• **Passage**
######
Figure 1. Application Data Vision
The
pre-existing system did not support this vision in two very important areas:
·
Client/Server
environment was not readily accessible globally
·
Existing
data security configuration did not adequately secure data
Project Goals
Given
this application vision, a set of new project goals were defined to move the
existing system to one that better met the vision. The project goals were:
1. Store global data: The existing
system stored global data but did not make it securely accessible to all users.
2. Provide more standardized analysis tools/reports. There were a large number of desired reports
that had been requested and were waiting on implementation resources.
3. Provide global system access. The
existing system was readily accessible at one site only. Other sites used the system through a
Citrix/Windows Terminal architecture that was slow, expensive to operate, and
cumbersome.
4. Increase report throughput. All
reports had been interactive, requiring users to wait for one report to finish
before requesting the next.
5. Better automate quarterly report generation. The product engineering process required to generate quarterly
reports could take as long as three to four weeks.
6. Improve data accuracy. Data
sources were providing inaccurate data that would introduce outliers on
reports. This data needed to be fixed
in order to perform accurate analysis.
7. Coordinate programming support.
Programmer support was split into two areas that had different
objectives. This caused problems in
that one group would make a change that the other group might not support for
several weeks. The unstated goal was to move all programming support to the
professional programmers. As this goal
is not a technical but rather an organizational goal, we will not discuss it
further except to say that management has now moved all of the programming
support to the professional programming group leaving the development engineers
with more time to analyze the data.
These goals reflected not only the application vision but also general
usability concerns.
Project Opportunities
The project goals were then reviewed and organized into the following technical challenges.
Single threaded user reports. The existing client/server environment required a user to wait for the current report to finish before requesting the next report. This process was inefficient as no report queuing system existed.
Reports ran slow. The existing system was slow.
A typical report might take 15-30 minutes to run. The slowness was attributed to an overly
normalized database design.
Presentations were difficult
to develop. Oracle Report and Pro*C reports were delivered
in an either a flat text format or in a printout. Once one of these reports were generated it was very difficult to
electronically annotate the result or even include it in PowerPoint
presentations.
######
• **Collected data**
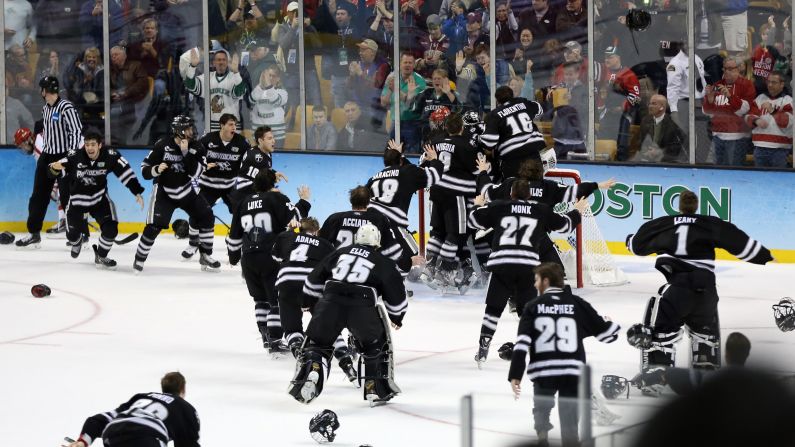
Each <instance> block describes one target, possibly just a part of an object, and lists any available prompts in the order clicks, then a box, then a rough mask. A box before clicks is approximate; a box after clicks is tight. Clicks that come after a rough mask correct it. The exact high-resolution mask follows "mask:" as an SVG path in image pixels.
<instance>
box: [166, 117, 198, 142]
mask: <svg viewBox="0 0 795 447" xmlns="http://www.w3.org/2000/svg"><path fill="white" fill-rule="evenodd" d="M188 129H193V137H194V138H195V137H196V126H195V125H194V123H193V118H191V117H189V116H188V115H177V116H175V117H174V119H173V120H172V121H171V134H172V135H173V136H175V137H177V138H187V136H186V134H185V131H186V130H188Z"/></svg>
######
• **Assigned task**
Please pick up the write-up on the reporting system project from its last sentence and carry it forward.

• **Exercise output**
Report selection criteria
were difficult to use. Report selection criteria
were very lengthy. Users wanted report
criteria organized in the same way files and directories are organized in the
Windows Explorer.
Limited report criterion. The existing reporting environment was limited to 6 reporting
criteria. Additional criteria were
desired.
Limited access. The client/server configuration required to run the environment
was only installed in one location.
Users in remote locations could not easily access the system.
Difficult version control
environment. The client/server system was difficult to
maintain. Version upgrades had to be
coordinated with a number of Oracle and other application programs. This coordination made version upgrades
difficult.
Limited security. The existing system did not include a robust security
system. Once a user had access, he had
access to all of the data.
Data accuracy. Some data was clearly wrong.
For instance there are products that are sold for $40 and recorded as a
warranty credit for several thousand.
One of the issues faced was that bad data was first recognized during
the generation of the quarterly reports.
Fixing data problems as the data is loaded should then significantly
reduce the quarterly report generation time.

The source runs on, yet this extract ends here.